The Real Reason Care Partnering Falls Apart Has Nothing to Do With Emergencies

Shelley Pillado

(The small moments most families ignore—and why preparation matters long before panic sets in)

Mom was being stubborn again.

At least, that’s what I call it when she absolutely will not see the big picture and cannot understand why she can’t drive anymore.

One day she’s perfectly logical about it and hands me the keys. The next day, we’re fighting like cats. I’m not even exaggerating. I think I’ve hissed at her before.

This argument isn’t new. I’m pretty sure I’ve had it many times with my teenagers. Back then it was weather-related. They couldn’t understand why a winter storm meant they couldn’t go out after dark to hang out with their buddies.

The details were different. The emotions weren’t.

I know Mom is experiencing brain change. I’ve worked hard to let her keep as much freedom as possible because independence matters. Dignity matters. Having choices matters.

Last week, though, something felt different.

I was riding in the car with her when she couldn’t figure out which direction to go. She has lived here her entire life. Yes, roads change. New buildings appear. Traffic patterns shift. But this wasn’t about construction or a missed turn.

Getting lost is no longer a far-fetched possibility.

And she never remembers her phone.

If something happened, I wouldn’t have a way to locate her other than calling the police and hoping for the best. I know she would be mortified by that.

So what do you do?

When Safety and Emotion Collide

I don’t want to fight anymore. I hate fighting with her. No daughter wants to feel like she’s parenting her own parent. Yet there are moments when keeping someone safe means making decisions they don’t fully understand or agree with.

The truth is, I don’t always know the perfect answer.

Some days I handle these conversations better than others and leave feeling confident. Other days I replay every word on the drive home, wondering if I could have approached it differently.

Because this isn’t really about driving. It’s about watching someone you love lose pieces of their independence while still wanting to honor the person they’ve always been.

That’s the part nobody prepares you for.

Most families assume they’ll know exactly when it’s time to start planning. They imagine there will be a clear moment—a diagnosis, a hospitalization, a crisis—something obvious that signals it’s time to act.

But that’s rarely how it happens.

Instead, change tends to arrive quietly. A forgotten appointment. A medication mistake. Repeated stories. A fall that doesn’t seem serious at the time. A wrong turn on a familiar road.

Each moment feels small on its own. It’s only when you look back that you realize they were connected.

That’s why I talk so often about being prepared, not panicked.

Preparation isn’t valuable because it prevents every challenge or guarantees you’ll always know the right thing to do.

Preparation matters because it gives you options before urgency starts making decisions for you.

And this is exactly where many families find themselves—aware that something is changing, but unsure what to do with that awareness.


Not Sure Where to Start?

If this story feels familiar, you’re not alone.

Many families are noticing small changes but aren’t quite sure what those changes mean—or what to do next.

That’s exactly why we created the Care Readiness Checklist.

============================================================

■ **Task set**:
(1) Turn the paragraph of the care partnering essay that begins "Instead, change tends to arrive quietly" into a short list that keeps its main facts.
(2) Pick up the care partnering essay where it stops and write the next few sentences.

(Dataset items)
============================================================

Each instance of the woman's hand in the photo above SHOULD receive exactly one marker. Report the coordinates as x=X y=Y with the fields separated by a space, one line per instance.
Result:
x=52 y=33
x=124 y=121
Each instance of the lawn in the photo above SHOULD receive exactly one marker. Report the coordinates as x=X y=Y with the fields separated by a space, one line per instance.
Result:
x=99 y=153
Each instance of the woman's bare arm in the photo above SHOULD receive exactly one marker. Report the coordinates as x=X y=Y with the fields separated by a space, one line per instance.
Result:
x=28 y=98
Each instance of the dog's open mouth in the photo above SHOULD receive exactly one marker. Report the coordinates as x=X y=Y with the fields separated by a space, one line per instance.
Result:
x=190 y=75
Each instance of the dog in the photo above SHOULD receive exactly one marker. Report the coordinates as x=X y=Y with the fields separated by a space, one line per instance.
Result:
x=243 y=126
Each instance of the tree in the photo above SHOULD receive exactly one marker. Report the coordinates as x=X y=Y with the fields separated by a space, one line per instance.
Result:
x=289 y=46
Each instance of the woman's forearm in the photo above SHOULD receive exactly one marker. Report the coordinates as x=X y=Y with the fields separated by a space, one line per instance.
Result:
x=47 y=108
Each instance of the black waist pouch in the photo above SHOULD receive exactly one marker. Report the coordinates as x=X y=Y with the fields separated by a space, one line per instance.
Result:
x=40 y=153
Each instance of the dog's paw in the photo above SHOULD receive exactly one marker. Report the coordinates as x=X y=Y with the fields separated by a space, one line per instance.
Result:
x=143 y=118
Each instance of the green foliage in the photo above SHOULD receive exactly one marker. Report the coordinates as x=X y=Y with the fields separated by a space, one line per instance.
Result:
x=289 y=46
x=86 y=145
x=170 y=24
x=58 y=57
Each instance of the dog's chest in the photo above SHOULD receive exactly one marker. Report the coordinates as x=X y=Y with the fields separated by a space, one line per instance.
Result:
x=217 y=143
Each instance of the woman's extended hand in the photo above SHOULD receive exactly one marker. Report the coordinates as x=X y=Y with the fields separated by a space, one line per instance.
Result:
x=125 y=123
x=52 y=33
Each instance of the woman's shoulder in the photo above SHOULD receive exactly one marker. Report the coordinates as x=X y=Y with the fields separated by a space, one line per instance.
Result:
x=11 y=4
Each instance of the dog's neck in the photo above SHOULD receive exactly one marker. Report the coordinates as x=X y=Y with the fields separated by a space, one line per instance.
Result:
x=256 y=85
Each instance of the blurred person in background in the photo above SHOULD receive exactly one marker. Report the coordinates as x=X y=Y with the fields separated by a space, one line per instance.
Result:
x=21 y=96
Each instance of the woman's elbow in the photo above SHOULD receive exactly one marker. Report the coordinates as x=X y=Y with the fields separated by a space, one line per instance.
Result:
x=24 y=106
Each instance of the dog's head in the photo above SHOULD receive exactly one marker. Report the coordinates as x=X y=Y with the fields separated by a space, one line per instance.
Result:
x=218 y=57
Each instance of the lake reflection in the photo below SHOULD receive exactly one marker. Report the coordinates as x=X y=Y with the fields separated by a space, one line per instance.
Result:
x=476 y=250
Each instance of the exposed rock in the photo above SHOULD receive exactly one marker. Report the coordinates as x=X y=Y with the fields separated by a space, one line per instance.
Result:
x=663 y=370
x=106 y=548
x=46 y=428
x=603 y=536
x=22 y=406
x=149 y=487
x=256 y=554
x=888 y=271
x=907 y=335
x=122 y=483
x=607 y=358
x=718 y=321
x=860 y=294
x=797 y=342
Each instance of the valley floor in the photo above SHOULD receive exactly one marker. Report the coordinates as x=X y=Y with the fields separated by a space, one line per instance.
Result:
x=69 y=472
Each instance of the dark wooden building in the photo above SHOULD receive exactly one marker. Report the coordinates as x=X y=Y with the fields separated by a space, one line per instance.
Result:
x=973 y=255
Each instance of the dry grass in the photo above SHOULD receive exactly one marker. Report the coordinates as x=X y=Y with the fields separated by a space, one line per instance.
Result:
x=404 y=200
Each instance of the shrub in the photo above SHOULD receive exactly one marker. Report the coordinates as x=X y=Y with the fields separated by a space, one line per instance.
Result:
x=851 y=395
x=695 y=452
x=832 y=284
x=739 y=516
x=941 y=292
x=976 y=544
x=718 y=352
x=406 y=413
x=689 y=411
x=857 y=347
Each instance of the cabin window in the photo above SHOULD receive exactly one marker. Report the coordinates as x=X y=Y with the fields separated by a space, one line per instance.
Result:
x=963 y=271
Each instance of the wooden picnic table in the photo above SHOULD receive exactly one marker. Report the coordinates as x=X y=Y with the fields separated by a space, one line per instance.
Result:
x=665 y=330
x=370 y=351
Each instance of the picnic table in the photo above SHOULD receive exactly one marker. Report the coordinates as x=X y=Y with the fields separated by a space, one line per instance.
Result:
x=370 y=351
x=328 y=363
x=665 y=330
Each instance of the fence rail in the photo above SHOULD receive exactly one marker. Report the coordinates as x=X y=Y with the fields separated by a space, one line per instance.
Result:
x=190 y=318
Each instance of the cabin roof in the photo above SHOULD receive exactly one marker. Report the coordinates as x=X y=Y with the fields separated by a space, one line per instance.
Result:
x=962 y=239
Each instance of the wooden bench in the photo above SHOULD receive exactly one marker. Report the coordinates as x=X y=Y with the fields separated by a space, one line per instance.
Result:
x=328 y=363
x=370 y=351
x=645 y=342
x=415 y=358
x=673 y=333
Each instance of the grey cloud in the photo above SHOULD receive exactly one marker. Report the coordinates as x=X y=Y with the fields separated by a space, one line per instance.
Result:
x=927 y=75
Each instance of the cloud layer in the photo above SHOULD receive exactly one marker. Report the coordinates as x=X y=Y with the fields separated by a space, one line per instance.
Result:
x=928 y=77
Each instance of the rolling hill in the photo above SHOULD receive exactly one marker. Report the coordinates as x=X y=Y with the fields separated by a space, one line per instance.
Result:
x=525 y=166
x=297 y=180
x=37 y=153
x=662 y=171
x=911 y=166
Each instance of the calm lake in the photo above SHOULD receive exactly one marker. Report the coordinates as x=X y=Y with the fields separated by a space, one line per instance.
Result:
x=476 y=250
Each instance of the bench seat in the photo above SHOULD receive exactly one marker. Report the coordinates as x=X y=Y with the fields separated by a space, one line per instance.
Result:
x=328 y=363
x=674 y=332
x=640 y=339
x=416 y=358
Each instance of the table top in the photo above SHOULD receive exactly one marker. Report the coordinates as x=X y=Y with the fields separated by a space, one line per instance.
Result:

============================================================

■ **Outputs by task**:
(1)
Change tends to arrive quietly, through things like:
- a forgotten appointment
- a medication mistake
- repeated stories
- a fall that doesn't seem serious at the time
- a wrong turn on a familiar road

(2)
It’s a simple way to step back, look at the bigger picture, and identify areas that may need more attention before a crisis forces the issue.

Download the free Care Readiness Checklist Here


Why These Conversations Feel So Difficult

One thing I’ve learned over the years, both as an occupational therapist and as a daughter, is that these situations rarely improve through argument.

When someone is experiencing cognitive change, logic doesn’t always land the way we expect it to. The conversation that feels completely reasonable to us may not feel reasonable to them at all.

What often looks like stubbornness is usually something more complicated.

Changes in the brain can affect insight, judgment, reasoning, and the ability to see a situation from another person’s perspective. Knowing that doesn’t make these conversations easy, but it does help explain why facts alone rarely solve them.

I’ve found it helpful to start by acknowledging what the person is feeling rather than immediately focusing on the problem.

In Mom’s case, driving isn’t just transportation. It’s freedom, identity, and a lifetime of competence.

When I remember that, I approach the conversation differently.

Sometimes small environmental changes help too. Parking the car differently. Offering to drive before she asks. Shifting attention toward where we’re going instead of who is driving.

None of these strategies work every time, and that’s okay.

Success doesn’t have to mean eliminating every difficult conversation. Success doesn’t always look the same. It may mean reducing conflict, preserving dignity, or simply getting through the day with a little less frustration for everyone involved.

What I know for certain is that waiting until a situation becomes dangerous leaves fewer options on the table.

Planning earlier creates more room for thoughtful decisions. More flexibility. More opportunities to preserve independence in ways that still support safety.

That’s the real purpose of preparation. Not control. Not perfection. Just giving yourself enough clarity to respond thoughtfully instead of reactively.

P.S.

If you’ve been waiting for things to “get worse” before preparing, consider this your reminder.

The best time to start is usually earlier than we think.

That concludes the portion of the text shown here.